Page text.
● ● ●
By Richard von Busack

EVEN WHEN Al Pacino arrives in Nightmute, Alaska, he's as ashy-looking as an Italian can possibly get. And like ash, he crumbles slowly throughout the long running time of the pretentious police story Insomnia. Pacino plays Will Dormer, a compromised cop tortured by his conscience. In the raving fury Pacino builds up, he tells us there's more to this part than meets the eye. I wish I could share his conviction.

Dormer is an LAPD criminal expert, and his appearance evokes the adoration of local constable Ellie Burr, who read all his case studies when she was studying criminology. She's played by perky Hilary Swank, who practically wears a shirt reading, "I Will Be the Hostage in the Final Shootout." The corpse of a murdered girl has brought Dormer to town. He notes that the killer carefully prepared the body to make sure that no evidence stuck to it and decides that this killer will kill again: "He's crossed the line and didn't blink." Soon Dormer deduces that the culprit is a local pulp-mystery author named Walter Finch (Robin Williams). The writer denies the accusation, but he likes to make telephone calls to the cop in the middle of the night to discuss the case. William's underplaying of the maniac works well enough. Since we know Williams is capable of wild-man behavior, he relies on that threat and never touches outsized emotions. But he downplays too convincingly--he's basically colorless in the role.
● ● ●
Short exercise A. Extract every line of the entries below that contains the word "white".
● ● ●
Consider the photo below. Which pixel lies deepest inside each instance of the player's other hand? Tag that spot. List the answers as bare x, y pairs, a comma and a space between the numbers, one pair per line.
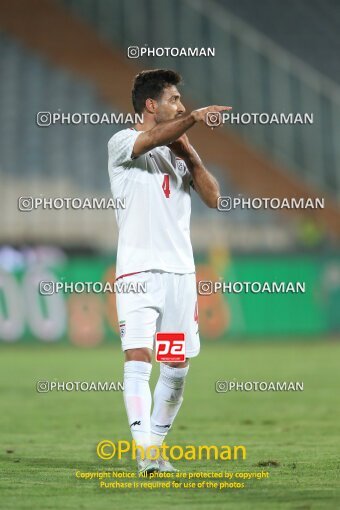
210, 115
181, 147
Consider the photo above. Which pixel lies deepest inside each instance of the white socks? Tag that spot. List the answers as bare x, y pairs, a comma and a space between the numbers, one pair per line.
137, 399
168, 397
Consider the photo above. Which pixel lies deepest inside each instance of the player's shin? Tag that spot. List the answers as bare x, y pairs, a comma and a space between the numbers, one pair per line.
168, 397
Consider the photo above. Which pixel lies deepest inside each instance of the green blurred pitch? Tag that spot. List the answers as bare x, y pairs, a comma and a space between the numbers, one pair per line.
52, 435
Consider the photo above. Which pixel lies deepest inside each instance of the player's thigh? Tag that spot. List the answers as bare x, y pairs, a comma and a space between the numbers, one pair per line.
180, 313
138, 311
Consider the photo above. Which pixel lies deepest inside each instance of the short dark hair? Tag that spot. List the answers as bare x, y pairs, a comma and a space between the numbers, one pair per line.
150, 84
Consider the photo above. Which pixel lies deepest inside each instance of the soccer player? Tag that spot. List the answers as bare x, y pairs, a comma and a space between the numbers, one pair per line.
153, 167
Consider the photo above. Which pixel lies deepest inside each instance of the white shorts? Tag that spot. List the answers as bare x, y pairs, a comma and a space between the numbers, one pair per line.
169, 305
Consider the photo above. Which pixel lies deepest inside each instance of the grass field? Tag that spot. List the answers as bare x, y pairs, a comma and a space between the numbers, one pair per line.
46, 438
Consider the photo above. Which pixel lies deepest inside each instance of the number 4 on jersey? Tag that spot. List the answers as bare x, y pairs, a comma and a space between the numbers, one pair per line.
166, 185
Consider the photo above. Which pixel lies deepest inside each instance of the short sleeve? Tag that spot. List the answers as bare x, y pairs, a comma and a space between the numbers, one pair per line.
121, 145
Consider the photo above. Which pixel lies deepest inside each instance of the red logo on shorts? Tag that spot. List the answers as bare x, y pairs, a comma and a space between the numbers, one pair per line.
170, 347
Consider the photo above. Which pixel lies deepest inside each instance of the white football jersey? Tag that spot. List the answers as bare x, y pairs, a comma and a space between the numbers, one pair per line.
154, 227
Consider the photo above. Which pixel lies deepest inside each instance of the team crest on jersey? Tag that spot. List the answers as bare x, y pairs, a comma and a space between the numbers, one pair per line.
180, 165
122, 328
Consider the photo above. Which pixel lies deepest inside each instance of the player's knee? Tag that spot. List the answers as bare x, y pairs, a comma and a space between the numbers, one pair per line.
140, 354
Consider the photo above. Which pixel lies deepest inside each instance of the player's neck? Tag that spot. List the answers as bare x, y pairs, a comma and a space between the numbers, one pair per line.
145, 126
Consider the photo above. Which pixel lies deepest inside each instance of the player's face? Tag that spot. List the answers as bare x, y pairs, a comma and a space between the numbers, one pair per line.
169, 105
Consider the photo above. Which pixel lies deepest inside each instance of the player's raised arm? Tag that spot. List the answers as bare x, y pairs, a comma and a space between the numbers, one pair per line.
164, 133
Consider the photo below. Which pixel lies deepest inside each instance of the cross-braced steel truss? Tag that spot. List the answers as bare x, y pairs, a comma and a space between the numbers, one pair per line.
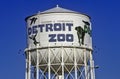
59, 63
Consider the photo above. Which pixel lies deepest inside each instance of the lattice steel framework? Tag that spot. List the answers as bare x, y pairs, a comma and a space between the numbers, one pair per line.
77, 68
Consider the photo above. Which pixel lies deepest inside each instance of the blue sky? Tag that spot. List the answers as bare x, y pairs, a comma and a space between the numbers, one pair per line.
105, 18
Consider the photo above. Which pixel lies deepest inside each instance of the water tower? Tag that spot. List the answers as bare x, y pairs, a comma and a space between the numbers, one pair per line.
59, 45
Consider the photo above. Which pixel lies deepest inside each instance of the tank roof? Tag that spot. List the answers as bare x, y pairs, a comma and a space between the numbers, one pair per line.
57, 9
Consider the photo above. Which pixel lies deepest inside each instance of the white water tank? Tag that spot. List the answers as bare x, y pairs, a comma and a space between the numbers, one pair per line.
61, 30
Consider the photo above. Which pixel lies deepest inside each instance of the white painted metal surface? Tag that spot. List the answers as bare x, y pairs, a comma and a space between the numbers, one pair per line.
59, 45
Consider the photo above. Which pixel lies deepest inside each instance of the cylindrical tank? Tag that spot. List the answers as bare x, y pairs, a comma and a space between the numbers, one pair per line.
59, 30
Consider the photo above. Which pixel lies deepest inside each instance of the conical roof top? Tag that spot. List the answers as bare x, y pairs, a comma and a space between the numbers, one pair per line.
58, 9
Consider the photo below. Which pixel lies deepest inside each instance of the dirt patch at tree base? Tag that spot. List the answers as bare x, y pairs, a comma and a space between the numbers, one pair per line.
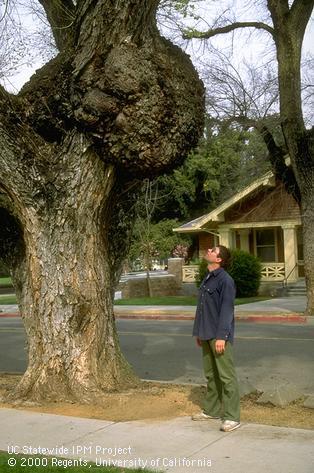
● ● ●
Short exercise B. Based on the Insomnia review, answer yes or no to each statement, quoting the words from the review that decide it: (i) Will Dormer is played by Robin Williams. (ii) Ellie Burr read Dormer's case studies while studying criminology. (iii) Walter Finch is a local pulp-mystery author.

Problem solution A.
Consider the photo above. Which pixel lies deepest inside each instance of the white socks? Tag that spot. List the answers as bare x, y pairs, a comma and a space between the numbers, one pair per line.
Consider the photo above. Which pixel lies deepest inside each instance of the white shorts? Tag that spot. List the answers as bare x, y pairs, a comma and a space between the numbers, one pair per line.
Consider the photo above. Which pixel lies deepest inside each instance of the white football jersey? Tag that spot. List the answers as bare x, y pairs, a comma and a space between the numbers, one pair per line.
Consider the photo above. Which pixel lies deepest inside each instance of the white water tank? Tag that spot. List the answers as bare x, y pairs, a comma and a space between the numbers, one pair per line.
Consider the photo above. Which pixel lies deepest inside each instance of the white painted metal surface? Tag that spot. List the answers as bare x, y pairs, a comma and a space between the numbers, one pair per line.

Problem solution B.
(i) No: "Pacino plays Will Dormer"
(ii) Yes: "who read all his case studies when she was studying criminology"
(iii) Yes: "the culprit is a local pulp-mystery author named Walter Finch"